**Excerpted passage:**
* * * * * * * * *

By now, Alain Ducasse is the creative director and mastermind behind more than 30 restaurants across the globe. He sets the pace, the rhythm and the direction. He alone decides on ingredients, recipes, the style of table settings, the crockery, the décor of each establishment and every detail down to the menu design. This means that the standards at Morpheus in Macau are as exacting as those at Spoon in Paris or at Idam in Quatar.

But not only that, Ducasse also nurtures new talent in order to proliferate his own philosophy of haute cuisine à la Ducasse: new chefs are trained and immersed in the Ducasse DNA in the three cookery schools he runs in France.

There is no such thing as standstill

Ducasse has never been short of ideas. He authored 20 cookery books and his Grand Livre de Cuisine is a reference of French cookery for chefs around the world. In 2006, he reinvented what astronauts eat. Instead of subsisting on unimaginative blandness, the researchers at the International Space Station enjoy lamb shoulder with sage, Breton lobster or boeuf bourguignon.

All these dishes were developed in collaboration with the National Centre for Space Studies in Toulouse. Ducasse also bought two country mansions in Provence, France, and turned them into boutique hotels. He presides over the Les Collectionneurs booking platform that represents 585 top European hotels and restaurants.

* * * * * * * * *

**Problems and tasks:**
A - From the passage on Alain Ducasse, reproduce the text starting with "Ducasse has never" and going on through "hotels and restaurants.".
B - Answer these questions using the passage on Alain Ducasse:
(i) Of how many restaurants around the world is Ducasse the creative director?
(ii) How many cookery books has he authored?
(iii) How many European hotels and restaurants does the Les Collectionneurs booking platform represent?
C - Summarize the passage on Alain Ducasse in two sentences.

(Source data)
* * * * * * * * *

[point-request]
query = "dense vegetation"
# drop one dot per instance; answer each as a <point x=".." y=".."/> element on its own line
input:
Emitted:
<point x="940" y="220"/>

* * * * * * * * *

**Numbered responses:**
A -
Ducasse has never been short of ideas. He authored 20 cookery books and his Grand Livre de Cuisine is a reference of French cookery for chefs around the world. In 2006, he reinvented what astronauts eat. Instead of subsisting on unimaginative blandness, the researchers at the International Space Station enjoy lamb shoulder with sage, Breton lobster or boeuf bourguignon.

All these dishes were developed in collaboration with the National Centre for Space Studies in Toulouse. Ducasse also bought two country mansions in Provence, France, and turned them into boutique hotels. He presides over the Les Collectionneurs booking platform that represents 585 top European hotels and restaurants.

B -
(i) More than 30
(ii) 20
(iii) 585

C - Alain Ducasse is the creative director behind more than 30 restaurants worldwide and decides every detail himself. He trains new chefs in his philosophy at three cookery schools in France, has authored 20 cookery books, reinvented astronauts' food in 2006, turned two Provence mansions into boutique hotels, and presides over the Les Collectionneurs booking platform.